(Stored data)
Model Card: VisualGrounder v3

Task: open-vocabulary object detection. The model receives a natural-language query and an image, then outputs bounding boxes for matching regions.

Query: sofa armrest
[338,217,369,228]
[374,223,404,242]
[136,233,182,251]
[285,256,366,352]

Task goal >> Repeat all of the items above word for word.

Final result >>
Model Card: VisualGrounder v3

Task: open-vocabulary object detection. The model receives a natural-language query and an image, then outputs bounding boxes for matching regions.

Query: sofa armrest
[338,217,369,228]
[374,223,404,242]
[136,233,182,251]
[285,256,366,352]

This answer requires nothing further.